---- Task data

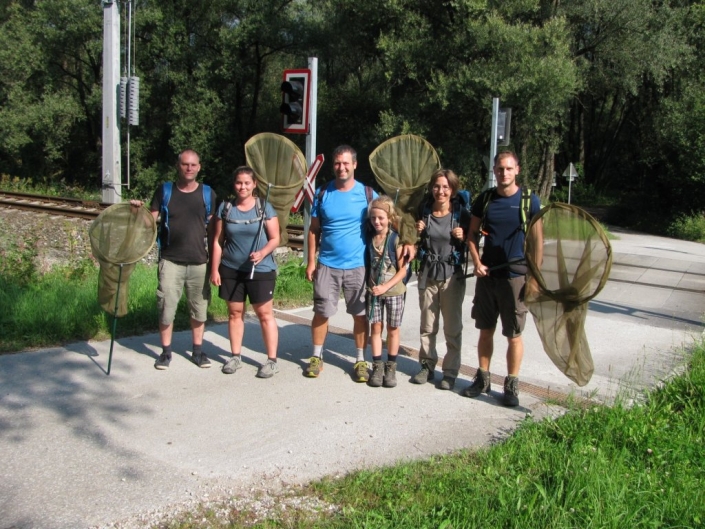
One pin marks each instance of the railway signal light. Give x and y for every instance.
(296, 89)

--------
---- Task data

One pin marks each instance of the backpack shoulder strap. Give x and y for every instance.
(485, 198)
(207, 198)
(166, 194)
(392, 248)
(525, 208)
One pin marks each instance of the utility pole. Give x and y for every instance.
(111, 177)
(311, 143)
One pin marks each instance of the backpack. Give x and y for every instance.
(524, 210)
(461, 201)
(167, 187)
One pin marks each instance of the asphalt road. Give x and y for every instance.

--------

Exercise description
Can you convert the data into a JSON list of strings, starting with the line that contains "One pin marks each instance of the backpack." and going on through the line that contains "One pin marks each instance of the asphalt", with one string per line and any blank lines left out?

Correct response
[
  "One pin marks each instance of the backpack. Give x and y for every instance.",
  "(524, 210)",
  "(461, 201)",
  "(167, 187)",
  "One pin marks each instance of the asphalt road. Give x and y for every instance."
]